How many of the lines below have "response" in them? Say the number and nothing more.

Source data

#####

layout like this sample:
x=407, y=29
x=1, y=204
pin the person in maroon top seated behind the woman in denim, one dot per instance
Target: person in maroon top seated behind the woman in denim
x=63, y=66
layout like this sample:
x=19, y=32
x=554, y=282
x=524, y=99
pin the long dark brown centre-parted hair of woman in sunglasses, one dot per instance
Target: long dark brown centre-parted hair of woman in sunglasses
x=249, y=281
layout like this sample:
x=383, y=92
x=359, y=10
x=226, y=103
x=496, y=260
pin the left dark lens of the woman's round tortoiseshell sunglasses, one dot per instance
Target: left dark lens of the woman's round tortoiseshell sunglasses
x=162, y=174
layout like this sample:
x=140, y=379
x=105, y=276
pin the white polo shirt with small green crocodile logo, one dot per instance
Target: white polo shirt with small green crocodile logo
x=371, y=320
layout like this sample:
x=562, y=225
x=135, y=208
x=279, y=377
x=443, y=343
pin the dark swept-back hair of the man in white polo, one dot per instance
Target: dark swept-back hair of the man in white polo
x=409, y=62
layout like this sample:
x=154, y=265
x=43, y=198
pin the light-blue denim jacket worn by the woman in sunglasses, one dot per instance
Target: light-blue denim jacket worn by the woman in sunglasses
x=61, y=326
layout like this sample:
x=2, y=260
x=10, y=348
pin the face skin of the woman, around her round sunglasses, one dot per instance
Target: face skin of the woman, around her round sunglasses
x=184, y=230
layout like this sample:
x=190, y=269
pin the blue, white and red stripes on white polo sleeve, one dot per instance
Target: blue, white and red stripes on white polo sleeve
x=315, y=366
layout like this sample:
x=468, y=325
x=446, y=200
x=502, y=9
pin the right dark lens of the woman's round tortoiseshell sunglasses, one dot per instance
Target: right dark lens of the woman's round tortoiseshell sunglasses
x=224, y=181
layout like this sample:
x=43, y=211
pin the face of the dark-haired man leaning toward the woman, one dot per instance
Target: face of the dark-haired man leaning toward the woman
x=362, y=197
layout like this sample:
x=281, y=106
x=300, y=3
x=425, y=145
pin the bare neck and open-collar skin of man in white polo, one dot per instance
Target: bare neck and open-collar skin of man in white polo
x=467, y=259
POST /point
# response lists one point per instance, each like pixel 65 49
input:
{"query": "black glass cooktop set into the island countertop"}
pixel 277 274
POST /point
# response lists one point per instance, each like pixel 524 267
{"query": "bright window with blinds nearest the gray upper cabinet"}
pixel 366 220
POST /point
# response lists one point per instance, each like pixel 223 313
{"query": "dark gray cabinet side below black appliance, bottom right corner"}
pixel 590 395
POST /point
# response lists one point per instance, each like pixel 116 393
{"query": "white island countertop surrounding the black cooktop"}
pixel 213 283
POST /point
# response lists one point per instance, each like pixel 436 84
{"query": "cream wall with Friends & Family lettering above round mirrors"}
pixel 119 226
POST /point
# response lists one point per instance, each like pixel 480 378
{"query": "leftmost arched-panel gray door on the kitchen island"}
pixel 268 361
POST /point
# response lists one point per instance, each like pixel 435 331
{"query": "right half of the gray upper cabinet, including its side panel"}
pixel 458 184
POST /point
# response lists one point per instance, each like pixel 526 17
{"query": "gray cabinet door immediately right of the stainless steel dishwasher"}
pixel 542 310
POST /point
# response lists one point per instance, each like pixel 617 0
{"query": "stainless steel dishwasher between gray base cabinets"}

#####

• [Output below] 9